EXERCISE PROMPT: Please identify every line in the entries below that contains the word "fortress", and copy each of those lines.

DATA EXTRACT:
____________

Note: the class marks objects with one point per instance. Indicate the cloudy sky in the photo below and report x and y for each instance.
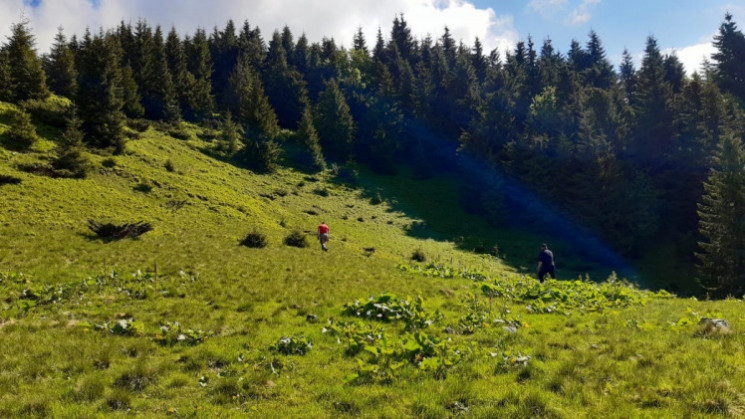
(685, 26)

____________

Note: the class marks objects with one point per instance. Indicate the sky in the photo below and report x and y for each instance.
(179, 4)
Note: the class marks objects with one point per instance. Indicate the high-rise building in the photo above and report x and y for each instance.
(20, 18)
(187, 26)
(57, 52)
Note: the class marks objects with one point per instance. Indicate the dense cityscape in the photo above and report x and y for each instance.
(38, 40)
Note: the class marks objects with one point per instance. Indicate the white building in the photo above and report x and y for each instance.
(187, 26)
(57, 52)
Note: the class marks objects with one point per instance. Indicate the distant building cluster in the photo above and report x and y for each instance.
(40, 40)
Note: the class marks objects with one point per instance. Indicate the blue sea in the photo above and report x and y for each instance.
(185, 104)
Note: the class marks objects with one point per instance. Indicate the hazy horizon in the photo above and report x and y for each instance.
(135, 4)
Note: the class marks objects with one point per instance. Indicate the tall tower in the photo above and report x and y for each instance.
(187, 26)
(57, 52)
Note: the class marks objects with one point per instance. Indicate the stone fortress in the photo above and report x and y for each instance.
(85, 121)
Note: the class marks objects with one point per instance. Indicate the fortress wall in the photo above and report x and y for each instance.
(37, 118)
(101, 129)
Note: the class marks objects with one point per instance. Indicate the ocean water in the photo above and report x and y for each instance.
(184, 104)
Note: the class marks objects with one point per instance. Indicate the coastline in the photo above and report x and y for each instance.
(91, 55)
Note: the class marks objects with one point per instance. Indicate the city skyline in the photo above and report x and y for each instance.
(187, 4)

____________

EXERCISE SOLUTION:
Note: the class marks objects with one point per instance. Indicate the stone fortress in the photo above and report x and y for each instance.
Note: the class marks objects with one point per instance. Indicate the fortress wall in the photo above and report x and y for each instance.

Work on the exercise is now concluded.